▶ **Exercise directions**: A single number is required: how many lines of the listing below include the word "woman".

%%

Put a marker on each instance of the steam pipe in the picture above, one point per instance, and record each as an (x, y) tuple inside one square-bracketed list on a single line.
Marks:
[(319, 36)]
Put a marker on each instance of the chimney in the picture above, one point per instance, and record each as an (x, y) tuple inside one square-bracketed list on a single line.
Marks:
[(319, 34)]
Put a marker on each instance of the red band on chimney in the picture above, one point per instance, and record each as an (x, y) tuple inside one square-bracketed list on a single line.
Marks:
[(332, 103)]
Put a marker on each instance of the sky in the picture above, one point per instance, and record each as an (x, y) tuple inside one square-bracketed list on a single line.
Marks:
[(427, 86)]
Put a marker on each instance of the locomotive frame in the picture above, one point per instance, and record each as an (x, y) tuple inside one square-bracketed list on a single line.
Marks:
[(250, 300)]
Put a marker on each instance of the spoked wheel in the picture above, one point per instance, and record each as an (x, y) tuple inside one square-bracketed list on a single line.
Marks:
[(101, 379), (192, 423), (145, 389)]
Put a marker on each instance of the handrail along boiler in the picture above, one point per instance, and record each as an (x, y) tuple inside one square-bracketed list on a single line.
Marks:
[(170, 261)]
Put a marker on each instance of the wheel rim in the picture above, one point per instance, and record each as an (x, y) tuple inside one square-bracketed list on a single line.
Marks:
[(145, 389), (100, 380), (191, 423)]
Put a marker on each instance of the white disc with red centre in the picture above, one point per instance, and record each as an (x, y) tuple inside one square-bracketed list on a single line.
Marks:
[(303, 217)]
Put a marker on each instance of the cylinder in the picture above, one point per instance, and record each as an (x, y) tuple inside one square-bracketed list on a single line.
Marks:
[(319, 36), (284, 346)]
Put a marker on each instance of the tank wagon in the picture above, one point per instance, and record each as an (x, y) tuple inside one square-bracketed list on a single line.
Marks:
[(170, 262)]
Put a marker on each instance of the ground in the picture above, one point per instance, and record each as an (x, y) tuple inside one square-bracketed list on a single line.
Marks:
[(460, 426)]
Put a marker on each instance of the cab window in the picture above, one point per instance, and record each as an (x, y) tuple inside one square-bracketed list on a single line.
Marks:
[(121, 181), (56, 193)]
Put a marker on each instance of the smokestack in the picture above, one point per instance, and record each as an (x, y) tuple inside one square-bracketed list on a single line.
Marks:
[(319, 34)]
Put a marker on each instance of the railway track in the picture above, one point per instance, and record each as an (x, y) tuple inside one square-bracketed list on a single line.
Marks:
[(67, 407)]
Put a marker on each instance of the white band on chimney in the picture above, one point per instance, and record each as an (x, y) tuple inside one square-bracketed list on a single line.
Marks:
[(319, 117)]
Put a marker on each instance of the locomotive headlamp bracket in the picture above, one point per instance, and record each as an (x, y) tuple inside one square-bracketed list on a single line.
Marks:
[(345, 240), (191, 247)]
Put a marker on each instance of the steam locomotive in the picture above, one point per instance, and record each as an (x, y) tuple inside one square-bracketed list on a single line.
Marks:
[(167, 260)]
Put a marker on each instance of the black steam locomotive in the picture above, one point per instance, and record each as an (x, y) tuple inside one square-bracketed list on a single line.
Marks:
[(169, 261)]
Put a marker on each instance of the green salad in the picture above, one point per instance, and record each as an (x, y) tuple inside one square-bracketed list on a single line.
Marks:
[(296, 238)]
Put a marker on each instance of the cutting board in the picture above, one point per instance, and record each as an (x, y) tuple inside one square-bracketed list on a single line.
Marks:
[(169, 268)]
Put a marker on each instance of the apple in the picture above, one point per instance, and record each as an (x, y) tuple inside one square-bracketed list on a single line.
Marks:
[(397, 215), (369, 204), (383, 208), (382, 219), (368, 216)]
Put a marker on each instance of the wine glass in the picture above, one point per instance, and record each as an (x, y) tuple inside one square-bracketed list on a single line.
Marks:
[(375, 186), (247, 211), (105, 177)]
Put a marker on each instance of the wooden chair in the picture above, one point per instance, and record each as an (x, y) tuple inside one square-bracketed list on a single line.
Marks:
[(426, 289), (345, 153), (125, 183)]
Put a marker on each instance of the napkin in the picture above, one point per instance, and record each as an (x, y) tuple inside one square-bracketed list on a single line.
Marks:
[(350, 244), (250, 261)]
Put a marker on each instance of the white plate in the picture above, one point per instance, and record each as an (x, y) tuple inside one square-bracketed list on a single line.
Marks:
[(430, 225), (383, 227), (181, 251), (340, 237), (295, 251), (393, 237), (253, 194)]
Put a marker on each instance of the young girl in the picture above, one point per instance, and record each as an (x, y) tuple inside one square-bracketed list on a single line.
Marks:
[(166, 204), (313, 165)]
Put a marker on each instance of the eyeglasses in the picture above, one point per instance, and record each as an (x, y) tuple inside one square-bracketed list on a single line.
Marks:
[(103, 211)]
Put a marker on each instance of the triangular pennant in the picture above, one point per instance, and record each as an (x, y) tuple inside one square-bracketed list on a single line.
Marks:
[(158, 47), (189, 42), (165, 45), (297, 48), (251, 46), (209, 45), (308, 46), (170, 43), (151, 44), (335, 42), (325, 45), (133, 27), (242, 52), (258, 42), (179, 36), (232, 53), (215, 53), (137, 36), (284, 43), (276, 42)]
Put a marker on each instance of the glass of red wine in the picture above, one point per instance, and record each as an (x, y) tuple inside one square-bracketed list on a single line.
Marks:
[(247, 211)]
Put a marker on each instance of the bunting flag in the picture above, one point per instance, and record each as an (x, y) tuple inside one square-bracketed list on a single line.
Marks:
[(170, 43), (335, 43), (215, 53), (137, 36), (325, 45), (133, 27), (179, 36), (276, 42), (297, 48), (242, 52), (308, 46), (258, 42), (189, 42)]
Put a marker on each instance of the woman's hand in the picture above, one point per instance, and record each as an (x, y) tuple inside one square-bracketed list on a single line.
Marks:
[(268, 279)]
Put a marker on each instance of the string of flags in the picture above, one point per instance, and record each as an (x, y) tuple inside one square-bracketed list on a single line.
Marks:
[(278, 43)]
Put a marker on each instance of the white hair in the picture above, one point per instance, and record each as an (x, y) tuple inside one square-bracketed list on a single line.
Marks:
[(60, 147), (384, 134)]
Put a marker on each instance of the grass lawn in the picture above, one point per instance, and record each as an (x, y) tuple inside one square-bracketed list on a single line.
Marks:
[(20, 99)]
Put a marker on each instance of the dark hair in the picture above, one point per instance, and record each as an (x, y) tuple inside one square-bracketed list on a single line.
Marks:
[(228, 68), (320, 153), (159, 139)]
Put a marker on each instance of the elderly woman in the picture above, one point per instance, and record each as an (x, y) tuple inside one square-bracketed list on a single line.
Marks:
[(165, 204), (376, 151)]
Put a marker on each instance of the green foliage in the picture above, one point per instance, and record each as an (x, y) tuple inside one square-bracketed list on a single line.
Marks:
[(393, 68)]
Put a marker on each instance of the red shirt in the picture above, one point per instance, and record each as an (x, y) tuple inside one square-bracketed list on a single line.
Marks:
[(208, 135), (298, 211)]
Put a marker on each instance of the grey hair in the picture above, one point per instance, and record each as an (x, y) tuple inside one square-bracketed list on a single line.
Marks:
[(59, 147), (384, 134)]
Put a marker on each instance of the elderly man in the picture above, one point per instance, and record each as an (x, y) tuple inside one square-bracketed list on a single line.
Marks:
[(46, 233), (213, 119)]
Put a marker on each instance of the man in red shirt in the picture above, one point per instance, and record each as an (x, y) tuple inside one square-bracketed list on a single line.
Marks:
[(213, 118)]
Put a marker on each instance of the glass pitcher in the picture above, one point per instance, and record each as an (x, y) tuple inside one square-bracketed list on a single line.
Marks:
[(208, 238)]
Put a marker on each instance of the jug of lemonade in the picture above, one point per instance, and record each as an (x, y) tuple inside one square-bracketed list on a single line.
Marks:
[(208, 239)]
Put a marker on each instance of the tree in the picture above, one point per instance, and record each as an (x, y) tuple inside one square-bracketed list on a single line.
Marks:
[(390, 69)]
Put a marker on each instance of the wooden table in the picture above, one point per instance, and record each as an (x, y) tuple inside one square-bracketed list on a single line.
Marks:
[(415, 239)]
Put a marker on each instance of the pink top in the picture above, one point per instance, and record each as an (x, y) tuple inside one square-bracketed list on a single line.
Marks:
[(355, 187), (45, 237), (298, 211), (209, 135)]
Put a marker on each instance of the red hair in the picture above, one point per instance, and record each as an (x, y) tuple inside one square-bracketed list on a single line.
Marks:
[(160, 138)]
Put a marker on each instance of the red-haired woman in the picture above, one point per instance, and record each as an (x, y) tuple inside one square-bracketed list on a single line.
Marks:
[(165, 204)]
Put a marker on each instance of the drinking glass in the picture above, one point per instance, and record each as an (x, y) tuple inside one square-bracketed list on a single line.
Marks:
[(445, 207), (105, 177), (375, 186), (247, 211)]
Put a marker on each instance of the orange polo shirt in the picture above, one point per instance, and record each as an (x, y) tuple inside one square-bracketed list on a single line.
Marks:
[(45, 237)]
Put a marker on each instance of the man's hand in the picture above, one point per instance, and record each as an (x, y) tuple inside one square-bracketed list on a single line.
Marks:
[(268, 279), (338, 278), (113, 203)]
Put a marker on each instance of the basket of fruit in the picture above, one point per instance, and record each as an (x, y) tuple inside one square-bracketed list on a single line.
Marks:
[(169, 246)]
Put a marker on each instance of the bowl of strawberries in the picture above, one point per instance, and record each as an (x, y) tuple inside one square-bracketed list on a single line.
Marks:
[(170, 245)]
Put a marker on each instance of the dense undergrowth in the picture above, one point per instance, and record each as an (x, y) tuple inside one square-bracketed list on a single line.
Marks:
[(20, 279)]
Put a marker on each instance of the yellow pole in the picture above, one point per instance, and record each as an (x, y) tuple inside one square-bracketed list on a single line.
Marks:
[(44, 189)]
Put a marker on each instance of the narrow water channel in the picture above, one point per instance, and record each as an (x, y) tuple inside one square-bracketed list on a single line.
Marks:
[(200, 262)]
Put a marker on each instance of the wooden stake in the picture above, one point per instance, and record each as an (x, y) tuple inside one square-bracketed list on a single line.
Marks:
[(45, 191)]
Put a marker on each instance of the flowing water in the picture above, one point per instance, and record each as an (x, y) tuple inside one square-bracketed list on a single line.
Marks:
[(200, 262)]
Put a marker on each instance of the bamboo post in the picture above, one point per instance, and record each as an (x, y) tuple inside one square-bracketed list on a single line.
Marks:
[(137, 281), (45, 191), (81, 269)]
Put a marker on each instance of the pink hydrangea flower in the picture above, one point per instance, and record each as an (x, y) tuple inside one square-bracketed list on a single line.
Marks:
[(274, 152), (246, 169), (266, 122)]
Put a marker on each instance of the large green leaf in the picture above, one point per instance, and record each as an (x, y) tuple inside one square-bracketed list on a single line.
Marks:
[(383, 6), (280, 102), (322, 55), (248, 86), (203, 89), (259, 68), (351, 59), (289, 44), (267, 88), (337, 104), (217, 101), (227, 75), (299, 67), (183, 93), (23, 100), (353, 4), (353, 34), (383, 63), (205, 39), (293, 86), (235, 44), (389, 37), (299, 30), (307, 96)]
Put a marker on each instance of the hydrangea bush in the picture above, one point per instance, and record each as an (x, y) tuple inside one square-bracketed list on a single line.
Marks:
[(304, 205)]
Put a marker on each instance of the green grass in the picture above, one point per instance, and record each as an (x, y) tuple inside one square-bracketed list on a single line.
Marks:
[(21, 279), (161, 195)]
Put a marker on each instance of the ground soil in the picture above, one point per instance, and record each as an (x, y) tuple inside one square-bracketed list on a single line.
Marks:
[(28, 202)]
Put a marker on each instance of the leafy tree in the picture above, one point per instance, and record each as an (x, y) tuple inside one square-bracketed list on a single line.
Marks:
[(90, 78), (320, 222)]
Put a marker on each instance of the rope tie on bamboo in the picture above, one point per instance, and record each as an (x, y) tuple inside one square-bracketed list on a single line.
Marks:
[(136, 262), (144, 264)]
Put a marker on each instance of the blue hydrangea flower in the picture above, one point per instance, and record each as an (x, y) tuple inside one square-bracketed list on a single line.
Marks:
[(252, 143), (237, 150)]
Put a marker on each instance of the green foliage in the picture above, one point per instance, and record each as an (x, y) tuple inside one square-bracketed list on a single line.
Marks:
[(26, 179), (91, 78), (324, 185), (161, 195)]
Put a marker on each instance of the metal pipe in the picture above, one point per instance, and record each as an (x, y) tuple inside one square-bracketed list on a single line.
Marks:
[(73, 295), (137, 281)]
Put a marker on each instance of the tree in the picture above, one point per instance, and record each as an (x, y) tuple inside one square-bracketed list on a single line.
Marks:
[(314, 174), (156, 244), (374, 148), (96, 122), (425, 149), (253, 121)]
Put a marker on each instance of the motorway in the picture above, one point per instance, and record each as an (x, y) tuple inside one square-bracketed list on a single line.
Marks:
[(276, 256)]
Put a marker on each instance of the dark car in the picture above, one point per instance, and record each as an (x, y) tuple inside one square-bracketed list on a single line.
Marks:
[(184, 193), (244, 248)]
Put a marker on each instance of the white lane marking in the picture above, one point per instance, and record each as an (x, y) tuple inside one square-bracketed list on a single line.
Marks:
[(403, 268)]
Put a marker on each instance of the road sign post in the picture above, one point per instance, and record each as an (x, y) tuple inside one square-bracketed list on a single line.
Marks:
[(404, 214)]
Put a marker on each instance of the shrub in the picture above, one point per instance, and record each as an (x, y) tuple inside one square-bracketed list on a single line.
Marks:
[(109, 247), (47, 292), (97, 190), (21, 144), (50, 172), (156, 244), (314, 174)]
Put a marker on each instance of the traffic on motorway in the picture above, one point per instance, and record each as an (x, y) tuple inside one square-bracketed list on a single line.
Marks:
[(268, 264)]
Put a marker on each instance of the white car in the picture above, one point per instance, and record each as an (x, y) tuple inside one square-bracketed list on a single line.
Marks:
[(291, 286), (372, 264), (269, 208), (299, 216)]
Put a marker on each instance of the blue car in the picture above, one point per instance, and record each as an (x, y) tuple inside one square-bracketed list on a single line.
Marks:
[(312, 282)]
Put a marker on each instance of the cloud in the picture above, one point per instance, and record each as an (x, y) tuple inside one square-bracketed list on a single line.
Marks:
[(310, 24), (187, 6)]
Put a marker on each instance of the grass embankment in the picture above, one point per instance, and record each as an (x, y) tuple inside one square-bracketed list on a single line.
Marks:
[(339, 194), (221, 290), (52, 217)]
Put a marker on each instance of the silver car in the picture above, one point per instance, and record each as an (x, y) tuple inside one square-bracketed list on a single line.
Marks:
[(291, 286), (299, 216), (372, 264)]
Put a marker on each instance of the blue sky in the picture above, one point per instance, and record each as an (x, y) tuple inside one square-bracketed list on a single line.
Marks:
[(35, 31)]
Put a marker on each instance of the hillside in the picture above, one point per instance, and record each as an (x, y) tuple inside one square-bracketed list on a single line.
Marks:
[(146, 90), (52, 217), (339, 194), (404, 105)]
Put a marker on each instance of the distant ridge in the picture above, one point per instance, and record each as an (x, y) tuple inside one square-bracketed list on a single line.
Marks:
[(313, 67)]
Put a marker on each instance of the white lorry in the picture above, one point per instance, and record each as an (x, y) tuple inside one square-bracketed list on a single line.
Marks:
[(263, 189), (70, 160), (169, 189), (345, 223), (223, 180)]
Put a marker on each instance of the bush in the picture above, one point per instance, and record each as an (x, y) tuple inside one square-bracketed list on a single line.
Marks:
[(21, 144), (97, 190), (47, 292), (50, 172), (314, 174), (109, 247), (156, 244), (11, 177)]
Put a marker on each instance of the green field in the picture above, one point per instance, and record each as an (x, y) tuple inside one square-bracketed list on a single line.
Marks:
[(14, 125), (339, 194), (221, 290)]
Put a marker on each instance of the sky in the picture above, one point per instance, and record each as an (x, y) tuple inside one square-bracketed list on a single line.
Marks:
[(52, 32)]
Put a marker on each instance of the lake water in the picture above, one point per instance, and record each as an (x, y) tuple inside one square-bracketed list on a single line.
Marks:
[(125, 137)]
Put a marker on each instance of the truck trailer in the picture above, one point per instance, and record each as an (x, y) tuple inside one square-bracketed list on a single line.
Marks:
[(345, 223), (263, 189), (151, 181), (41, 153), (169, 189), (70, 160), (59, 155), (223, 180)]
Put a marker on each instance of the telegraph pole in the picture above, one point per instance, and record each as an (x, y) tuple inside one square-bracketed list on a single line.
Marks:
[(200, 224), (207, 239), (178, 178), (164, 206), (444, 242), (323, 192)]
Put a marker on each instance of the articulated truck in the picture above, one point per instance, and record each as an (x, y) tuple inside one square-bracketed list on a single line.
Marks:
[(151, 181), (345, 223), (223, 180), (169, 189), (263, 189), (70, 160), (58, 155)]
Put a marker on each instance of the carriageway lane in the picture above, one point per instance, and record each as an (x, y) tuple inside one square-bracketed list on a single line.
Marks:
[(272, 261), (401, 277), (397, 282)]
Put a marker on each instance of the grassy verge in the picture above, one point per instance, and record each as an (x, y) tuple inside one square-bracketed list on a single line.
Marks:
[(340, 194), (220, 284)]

%%

▶ **Expected output**: 3